Text block =

►

Second, we do not think that unconstitutional retaliation is involved even if we assume arguendo that the correctional authorities do believe that giving credit would spur time-wasting challenges to extradition. General rules often rest upon multiple considerations, and concerns about abusive litigation underlie a number of federal rules adopted by the courts themselves. These include restrictions on habeas corpus itself, e.g., McCleskey v. Zant, 499 U.S. 467, 491, 111 S.Ct. 1454, 1468, 113 L.Ed.2d 517 (1991), and sanctions under Fed.R.Civ.P. 11, not to mention various common law torts such as malicious prosecution.

The Commonwealth’s policy, even if resting in part on litigation concerns, seems to us a mile away from a warden’s decision to disadvantage a prisoner because .that prisoner filed a law suit against the warden. This is not, or at least has not been shown to be, a case of individual retaliation for pursuing constitutional rights. At most, as one element in a legitimate decision generally to deny credit to escaped prisoners for time spent outside Massachusetts, the state has given some weight to the benefits of getting the escapee back promptly where he or she belongs.

We turn finally to the claim that Massachusetts has denied equal protection to Beauchamp, a claim not addressed by the district court but advanced by Beauchamp as an alternative basis to sustain the judgment. Beauchamp is entitled to defend the district court’s judgment on any properly preserved ground that would serve to sustain it, whether or not adopted by the district court. E.g., Martin v. Tango’s Restaurant, 969 F.2d 1319, 1325 (1st Cir.1992). The equal protection claim based on indigency made in state court has not been renewed before us. Cf. Palmer v. Dugger, 833 F.2d 253 (11th Cir.1987). We proceed, therefore, to Beau-champ’s claim that Massachusetts applies its no-credit rule based on irrational classifications.

As the foundation for his argument, Beauchamp asserts that “Massachusetts awards sentence credit to parole violators and pre-trial detainees for time served in other states contesting extradition to Massachusetts.” It is true that by statute, Massachusetts requires that prisoners be credited with time served during pretrial detention. Mass.Gen.L. eh. 127, § 129B, eh. 279, § 33A. Another statute denies credit to a parole *707violator for time spent out of prison during revocation proceedings. Id., ch. 127, § 149. Where no statute applies—as in the case of time spent in detention out of state while resisting extradition—the Massachusetts courts apply a test of fairness.3

Other than Beauchamp the only other decision by the Supreme Judicial Court involving an escaped prisoner is Chalifoux. In that case, the escapee was sentenced to time by a California court intended to be served concurrently, in Massachusetts, upon extradition there. Massachusetts refused to accept immediate rendition because of overcrowding and then, after the California sentence had been served, refused to reduce the Massachusetts sentence for the time spent in California. On fairness grounds, the Supreme Judicial Court ordered a credit. Taking the two eases together, we think that the prevailing practice in Massachusetts is apparently to deny credit to escaped prisoners for time spent litigating extradition, absent extraordinary circumstances or distinct equities.4

One must tread cautiously in generalizing about equal protection, for there are countless Supreme Court precedents that cannot all be reconciled even in hundreds of pages of erudite discussion. See, e.g., L. Tribe, Constitutional Law 1436-1672 (2d ed. 1988). The classification here, however, is between prison escapees and other fugitives and is far from any previously deemed suspect. Compare, e.g., Palmore v. Sidoti, 466 U.S. 429, 104 S.Ct. 1879, 80 L.Ed.2d 421 (1984) (racial classification). Similarly, the classification does not in any sense deprive or deny to anyone a fundamental right; at most, it may impose a conjectural and incidental burden unlikely to discourage any substantial objections to extradition.

◄

Extracted records:
►

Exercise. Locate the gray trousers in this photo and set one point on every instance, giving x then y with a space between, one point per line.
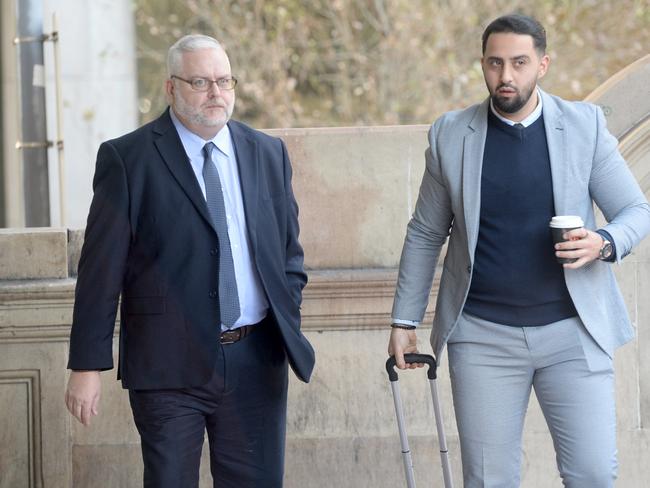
493 368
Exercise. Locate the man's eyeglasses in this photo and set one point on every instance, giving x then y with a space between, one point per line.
204 84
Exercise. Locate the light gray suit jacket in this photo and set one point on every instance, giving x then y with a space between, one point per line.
586 168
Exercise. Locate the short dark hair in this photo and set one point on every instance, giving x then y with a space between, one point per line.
518 24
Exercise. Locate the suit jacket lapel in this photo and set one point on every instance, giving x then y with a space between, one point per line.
556 141
473 147
171 149
249 171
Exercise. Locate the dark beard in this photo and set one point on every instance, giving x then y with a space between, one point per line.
512 105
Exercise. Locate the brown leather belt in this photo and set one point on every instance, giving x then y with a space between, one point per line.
236 335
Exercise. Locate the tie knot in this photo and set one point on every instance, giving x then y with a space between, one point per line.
207 150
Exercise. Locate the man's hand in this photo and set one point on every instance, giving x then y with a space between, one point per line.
403 341
582 244
82 395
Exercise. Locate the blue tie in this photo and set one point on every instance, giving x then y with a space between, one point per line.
228 297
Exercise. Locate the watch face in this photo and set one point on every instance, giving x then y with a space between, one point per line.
606 250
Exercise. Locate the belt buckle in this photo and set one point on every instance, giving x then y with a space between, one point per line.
230 336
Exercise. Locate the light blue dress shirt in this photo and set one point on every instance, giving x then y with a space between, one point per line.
252 299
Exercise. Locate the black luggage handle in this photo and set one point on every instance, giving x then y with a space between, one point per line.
412 358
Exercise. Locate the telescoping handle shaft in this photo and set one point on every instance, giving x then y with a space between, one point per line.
406 452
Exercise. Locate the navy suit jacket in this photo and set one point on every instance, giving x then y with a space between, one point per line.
149 240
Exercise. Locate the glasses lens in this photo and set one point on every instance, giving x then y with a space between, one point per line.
226 83
199 84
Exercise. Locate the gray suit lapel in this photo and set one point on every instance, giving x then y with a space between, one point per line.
249 170
556 141
473 148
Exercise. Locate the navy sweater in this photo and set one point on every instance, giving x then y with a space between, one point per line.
517 280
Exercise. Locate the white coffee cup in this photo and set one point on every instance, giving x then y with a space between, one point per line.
561 224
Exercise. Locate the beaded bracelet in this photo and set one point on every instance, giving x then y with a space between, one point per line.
403 326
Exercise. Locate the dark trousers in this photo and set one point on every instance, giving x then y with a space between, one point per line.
243 408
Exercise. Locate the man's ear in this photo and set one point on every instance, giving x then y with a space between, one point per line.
169 90
543 66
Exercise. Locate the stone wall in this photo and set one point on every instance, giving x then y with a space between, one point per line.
356 188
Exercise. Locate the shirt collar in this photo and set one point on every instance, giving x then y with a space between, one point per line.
193 143
534 115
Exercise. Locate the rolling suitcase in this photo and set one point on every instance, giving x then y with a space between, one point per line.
406 453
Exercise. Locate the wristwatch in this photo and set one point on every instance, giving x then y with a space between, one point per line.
605 250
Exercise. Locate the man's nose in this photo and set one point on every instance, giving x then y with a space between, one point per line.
213 89
506 74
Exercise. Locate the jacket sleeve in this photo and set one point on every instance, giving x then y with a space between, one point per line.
617 193
426 233
101 265
294 264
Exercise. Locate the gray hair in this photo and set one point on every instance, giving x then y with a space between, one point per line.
192 42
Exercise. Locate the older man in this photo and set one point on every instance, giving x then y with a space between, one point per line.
194 223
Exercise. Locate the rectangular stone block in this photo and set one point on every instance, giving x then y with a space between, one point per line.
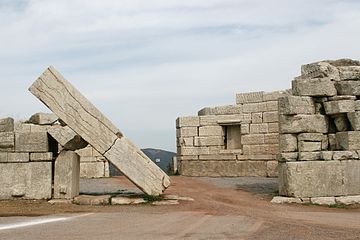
48 156
304 123
31 142
187 122
271 117
67 175
288 143
187 132
348 140
6 125
259 128
291 105
209 141
252 139
319 178
256 117
92 169
43 118
211 131
348 88
30 180
7 141
224 168
341 106
252 97
315 87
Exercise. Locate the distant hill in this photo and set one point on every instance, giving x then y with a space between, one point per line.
160 157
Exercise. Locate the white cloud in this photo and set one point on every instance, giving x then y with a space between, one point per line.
146 62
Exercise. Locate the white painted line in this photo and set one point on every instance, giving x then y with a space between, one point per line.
38 222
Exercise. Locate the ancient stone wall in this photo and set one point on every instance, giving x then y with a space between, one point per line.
233 140
320 132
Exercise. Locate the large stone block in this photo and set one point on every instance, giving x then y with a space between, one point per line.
341 106
7 125
67 138
211 131
315 87
67 175
320 70
304 123
88 122
7 141
291 105
312 179
187 122
348 140
31 142
224 168
348 88
92 169
43 118
31 180
252 97
209 141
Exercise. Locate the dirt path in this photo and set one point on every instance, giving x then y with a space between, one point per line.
219 211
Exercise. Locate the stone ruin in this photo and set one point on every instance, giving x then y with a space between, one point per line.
41 159
309 136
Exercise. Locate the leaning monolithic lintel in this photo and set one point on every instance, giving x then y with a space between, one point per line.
87 121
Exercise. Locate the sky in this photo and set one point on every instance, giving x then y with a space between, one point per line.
144 63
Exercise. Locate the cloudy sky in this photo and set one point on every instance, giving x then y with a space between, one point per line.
145 62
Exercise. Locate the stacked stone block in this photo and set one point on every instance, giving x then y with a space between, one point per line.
319 140
233 140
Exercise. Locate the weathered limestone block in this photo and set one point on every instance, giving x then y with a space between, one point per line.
209 141
309 146
7 125
320 70
287 157
187 122
291 105
349 73
187 132
309 156
224 168
354 119
46 156
31 142
31 180
186 142
348 88
252 97
43 118
304 123
341 122
348 140
67 175
270 117
67 138
7 141
259 128
211 131
256 117
314 87
345 155
288 143
252 139
88 122
336 107
272 168
92 169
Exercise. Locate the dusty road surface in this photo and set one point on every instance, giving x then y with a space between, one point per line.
229 208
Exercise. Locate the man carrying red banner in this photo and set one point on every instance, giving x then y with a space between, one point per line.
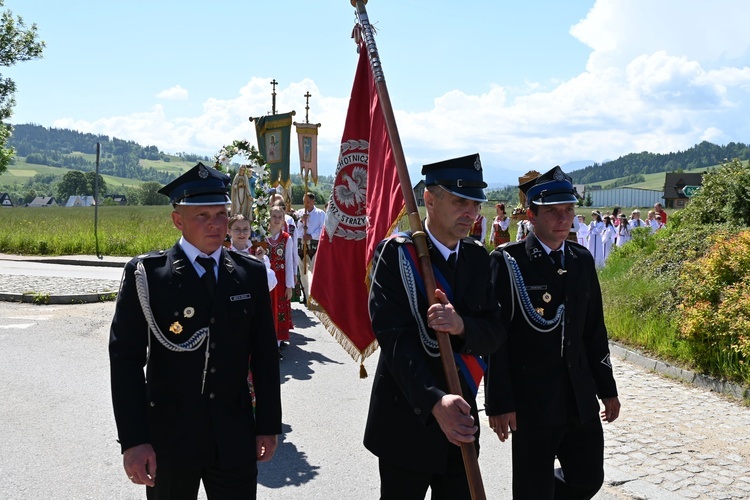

◄

Work to do =
1. Report how many lines of the records contain the string "shirt", treating uppercase and lowercase as different, and give only the number.
2. Pick up the court opinion on sentence credit for escaped prisoners after its final sentence and continue it.
The court opinion and the records are unrelated to each other.

Written responses =
1. 2

2.
Since there is no suspect classification here involved, nor any deprivation of fundamental rights, the ordinary equal protection test is extremely deferential. The standard formula is that a non-suspect classification is unconstitutional only if no legitimate basis can be imagined to support it. E.g., Harrah Independent School District v. Martin, 440 U.S. 194, 99 S.Ct. 1062, 59 L.Ed.2d 248 (1979). And “support” means only that a legislature—or, here, a state court acting in its stead—could provide a rational basis for the choice. E.g., Vance v. Bradley, 440 U.S. 93, 111, 99 S.Ct. 939, 949, 59 L.Ed.2d 171 (1979).

Turning to the distinctions assertedly drawn by Massachusetts, pretrial detainees (whether held in Massachusetts or held outside the state while contesting extradition) are a peculiarly sympathetic case for credit; these are presumptively innocent individuals held primarily to assure their presence at trial. Credit for such detention is widely available. There is nothing whatever irrational about a general rule that pretrial detention time should be credited as a matter of course, nor does it conflict with a presumptive rule against credit for time spent out of state by one who is convicted and later escapes from prison.

A closer case is presented by the fact, if fact it is, that credit is given to a parolee who violates parole, flees .the state and then contests extradition back to Massachusetts.5 But an escape from prison, even by one on a 12-hour pass, can rationally be treated as a more serious default than a parole violation. By the same token the state may take a more sympathetic view of time spent in detention out of state by one who was out on liberty than by one who was suppose to be residing in a Massachusetts prison. Again, the distinction is not irrational.

*708Beauchamp says that these supposed exceptions undercut any assertion by the Commonwealth that it is interested in having a Massachusetts sentence served only in Massachusetts jails. But a legitimate interest does not cease to be so because rational exceptions are made on account of countervailing general concerns or individual equities. Here, some of the exceptions are more compelling than others, but none involves a suspect classification or is outside the bounds of minimal rationality so as to violate the equal protection clause of the 14th Amendment.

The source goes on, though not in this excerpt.